**Provided text**
_ _ _ _ _ _ _
Excerpts from Jim Conrad's
Naturalist Newsletter

entry dated October 1, 2022, issued from near Tequisquiapan, elevation about 1,900m (6200 ft), N20.565°, W99.890°, Querétaro state, MÉXICO
BUR RAGWEED

Bur Ragweed, AMBROSIA CORDIFOLIA, in habitat

On a much-eroded, machete-chopped slope on the edge of town, several dense, woody-based bushes about shoulder high were flowering, but not in the usual manner. A branch of one of the bushes is shown above, bearing hundreds of somewhat messily cluttered, small, green flowers of two very different kinds. Even most of this bush's leaves were a mess, bug-eaten and fungus-attacked, but even the younger ones without bug and fungus damage were haphazardly incised with irregularly formed and spaced teeth.

Bur Ragweed, AMBROSIA CORDIFOLIA, male & female heads

Up closer, things became more orderly and you could see what was going on. This is a member of the vast Composite or Aster Family, in which flowering heads consist of several to many, usually colorful florets which are gathered within a usually greenish, cuplike involucre. However, in this species, nothing was colorful, and while the drooping flowering heads in the above picture's top, right corner clearly show numerous tiny florets packed into upside-down, cuplike involucres, the spiky items below just don't fit Aster Family stereotypes.
_ _ _ _ _ _ _
**Objective 1**
Which plant family does the newsletter excerpt assign Bur Ragweed to?
The newsletter excerpt and the rows are unrelated material.
_ _ _ _ _ _ _
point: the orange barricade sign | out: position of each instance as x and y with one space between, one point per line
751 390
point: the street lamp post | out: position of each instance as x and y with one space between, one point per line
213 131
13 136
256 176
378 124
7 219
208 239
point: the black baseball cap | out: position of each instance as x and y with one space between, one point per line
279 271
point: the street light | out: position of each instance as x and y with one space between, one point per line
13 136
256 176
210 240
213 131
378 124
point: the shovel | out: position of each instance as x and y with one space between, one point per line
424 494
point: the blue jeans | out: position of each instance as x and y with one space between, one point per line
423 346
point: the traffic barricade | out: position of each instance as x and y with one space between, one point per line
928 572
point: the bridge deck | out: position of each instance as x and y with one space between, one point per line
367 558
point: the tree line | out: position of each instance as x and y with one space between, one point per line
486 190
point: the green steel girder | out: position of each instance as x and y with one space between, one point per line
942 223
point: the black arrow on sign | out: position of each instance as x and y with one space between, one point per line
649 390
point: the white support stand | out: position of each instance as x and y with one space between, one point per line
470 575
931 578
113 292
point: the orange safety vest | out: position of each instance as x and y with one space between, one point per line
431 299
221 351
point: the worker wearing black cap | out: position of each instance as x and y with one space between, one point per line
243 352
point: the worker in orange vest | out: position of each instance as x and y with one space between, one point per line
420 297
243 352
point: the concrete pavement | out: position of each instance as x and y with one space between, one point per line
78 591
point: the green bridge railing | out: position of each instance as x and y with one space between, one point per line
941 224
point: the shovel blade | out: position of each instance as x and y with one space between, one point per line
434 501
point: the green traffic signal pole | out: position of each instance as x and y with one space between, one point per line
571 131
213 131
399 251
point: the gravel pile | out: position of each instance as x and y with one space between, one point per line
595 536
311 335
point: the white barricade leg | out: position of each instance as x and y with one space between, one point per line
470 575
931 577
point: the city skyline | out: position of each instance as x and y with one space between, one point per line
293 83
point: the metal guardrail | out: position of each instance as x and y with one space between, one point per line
_ _ _ _ _ _ _
**Objective 2**
Select every line of the rows that contains the string "bridge".

**Full response 1**
The Composite or Aster Family.

**Full response 2**
point: the bridge deck | out: position of each instance as x and y with one space between, one point per line
point: the green bridge railing | out: position of each instance as x and y with one space between, one point per line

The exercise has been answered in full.